MATERIAL FOR THIS EXERCISE Block Start

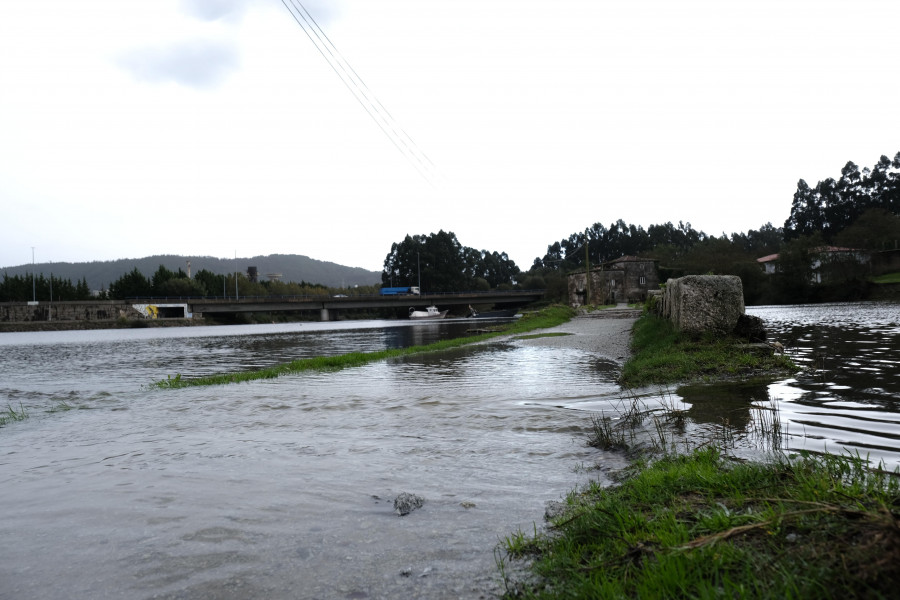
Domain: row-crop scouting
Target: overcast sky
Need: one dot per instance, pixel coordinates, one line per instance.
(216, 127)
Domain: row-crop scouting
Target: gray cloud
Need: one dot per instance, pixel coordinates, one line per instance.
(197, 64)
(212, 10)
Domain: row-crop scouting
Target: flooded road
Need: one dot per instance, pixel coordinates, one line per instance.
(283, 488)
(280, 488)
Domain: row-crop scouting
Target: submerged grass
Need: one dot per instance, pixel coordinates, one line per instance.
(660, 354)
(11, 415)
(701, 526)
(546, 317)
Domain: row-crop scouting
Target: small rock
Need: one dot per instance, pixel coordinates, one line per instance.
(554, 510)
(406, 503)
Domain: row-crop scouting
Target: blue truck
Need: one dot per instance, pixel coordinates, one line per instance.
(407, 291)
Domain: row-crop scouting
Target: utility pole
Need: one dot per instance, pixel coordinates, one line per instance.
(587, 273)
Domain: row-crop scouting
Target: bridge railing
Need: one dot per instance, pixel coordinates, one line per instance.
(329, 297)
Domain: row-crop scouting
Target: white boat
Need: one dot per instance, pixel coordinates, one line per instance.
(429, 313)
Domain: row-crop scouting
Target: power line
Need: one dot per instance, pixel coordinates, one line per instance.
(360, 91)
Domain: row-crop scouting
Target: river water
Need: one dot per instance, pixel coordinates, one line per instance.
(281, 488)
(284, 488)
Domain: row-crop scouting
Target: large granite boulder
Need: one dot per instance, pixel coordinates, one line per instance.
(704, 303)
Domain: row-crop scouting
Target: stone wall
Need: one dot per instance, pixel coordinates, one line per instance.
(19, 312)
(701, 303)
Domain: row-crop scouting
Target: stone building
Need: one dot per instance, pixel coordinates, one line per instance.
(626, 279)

MATERIAL FOR THIS EXERCISE Block End

**TASK PROMPT**
Begin at the first line of the records. Print every line through the one containing "Target: bridge railing" exactly, but skip the pictures.

**THE ANSWER**
Domain: row-crop scouting
Target: overcast sky
Need: one dot per instance, pixel coordinates, one line per instance.
(216, 127)
Domain: row-crop scouting
Target: gray cloud
Need: one dot per instance, pixel coordinates, one line per instance.
(197, 64)
(212, 10)
Domain: row-crop scouting
Target: flooded road
Need: one dot per instance, pixel coordinates, one line per instance.
(283, 488)
(280, 488)
Domain: row-crop scouting
Target: submerged grass
Need: one dot per instance, pixel coordinates, one line per instance.
(660, 354)
(11, 415)
(701, 526)
(546, 317)
Domain: row-crop scouting
Target: small rock
Need: one dot per instance, pixel coordinates, one line per instance.
(554, 510)
(406, 503)
Domain: row-crop scouting
Target: blue truck
Need: one dot per instance, pixel coordinates, one line per instance.
(407, 291)
Domain: row-crop scouting
Target: utility pole
Need: one dot per instance, pixel coordinates, one line per instance.
(587, 273)
Domain: row-crop scouting
Target: bridge railing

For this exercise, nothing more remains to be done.